What you need to do: Give only the lines from the one containing "of the train." through the end of the material below, exactly as written.

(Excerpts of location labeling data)
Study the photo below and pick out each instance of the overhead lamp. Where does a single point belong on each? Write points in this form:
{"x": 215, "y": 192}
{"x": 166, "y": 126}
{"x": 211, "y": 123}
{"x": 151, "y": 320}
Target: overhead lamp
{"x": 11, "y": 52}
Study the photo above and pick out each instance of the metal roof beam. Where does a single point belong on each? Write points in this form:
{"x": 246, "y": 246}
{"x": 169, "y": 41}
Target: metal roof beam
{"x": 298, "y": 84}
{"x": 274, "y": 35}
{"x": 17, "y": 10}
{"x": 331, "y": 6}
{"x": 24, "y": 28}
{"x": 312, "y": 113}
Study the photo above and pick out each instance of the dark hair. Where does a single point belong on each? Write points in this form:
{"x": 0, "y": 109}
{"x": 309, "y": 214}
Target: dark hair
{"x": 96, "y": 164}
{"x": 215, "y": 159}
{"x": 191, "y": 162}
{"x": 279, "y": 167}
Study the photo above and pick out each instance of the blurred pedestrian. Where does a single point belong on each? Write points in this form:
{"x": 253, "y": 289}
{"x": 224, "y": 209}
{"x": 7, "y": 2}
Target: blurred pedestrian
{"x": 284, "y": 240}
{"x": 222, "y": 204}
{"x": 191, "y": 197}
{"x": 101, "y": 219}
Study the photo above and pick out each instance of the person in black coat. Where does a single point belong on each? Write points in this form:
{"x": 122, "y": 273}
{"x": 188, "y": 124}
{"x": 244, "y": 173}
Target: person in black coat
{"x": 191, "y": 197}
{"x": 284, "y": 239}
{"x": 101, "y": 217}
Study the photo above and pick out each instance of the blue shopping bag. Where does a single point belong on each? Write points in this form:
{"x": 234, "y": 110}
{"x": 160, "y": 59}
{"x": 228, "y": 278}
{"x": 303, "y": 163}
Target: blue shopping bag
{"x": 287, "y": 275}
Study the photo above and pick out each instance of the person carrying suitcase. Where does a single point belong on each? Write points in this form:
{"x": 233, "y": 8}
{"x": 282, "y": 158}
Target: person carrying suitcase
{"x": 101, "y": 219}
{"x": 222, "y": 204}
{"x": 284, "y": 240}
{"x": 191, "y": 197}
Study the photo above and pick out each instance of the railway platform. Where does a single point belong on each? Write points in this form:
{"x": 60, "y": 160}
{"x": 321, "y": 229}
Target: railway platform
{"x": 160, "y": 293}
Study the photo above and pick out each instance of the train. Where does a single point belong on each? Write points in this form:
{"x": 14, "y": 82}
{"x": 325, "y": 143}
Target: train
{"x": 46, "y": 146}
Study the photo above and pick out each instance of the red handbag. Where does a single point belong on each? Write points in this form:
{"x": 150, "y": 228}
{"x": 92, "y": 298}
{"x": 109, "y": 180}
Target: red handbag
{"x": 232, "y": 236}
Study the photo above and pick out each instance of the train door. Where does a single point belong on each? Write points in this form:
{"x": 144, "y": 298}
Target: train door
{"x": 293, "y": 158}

Solution to this task:
Study the photo above and pick out each instance of the train. Where does a single point belong on each? Write points in this form:
{"x": 14, "y": 82}
{"x": 325, "y": 143}
Target: train
{"x": 46, "y": 146}
Study the photo above and pick out each instance of the red handbag. Where does a single point belong on each? Write points in this form:
{"x": 150, "y": 228}
{"x": 92, "y": 298}
{"x": 109, "y": 180}
Target: red handbag
{"x": 232, "y": 236}
Study the photo above and pick out each instance of the train door. Where does a single point belong on each? Write points in this form:
{"x": 144, "y": 298}
Target: train door
{"x": 293, "y": 158}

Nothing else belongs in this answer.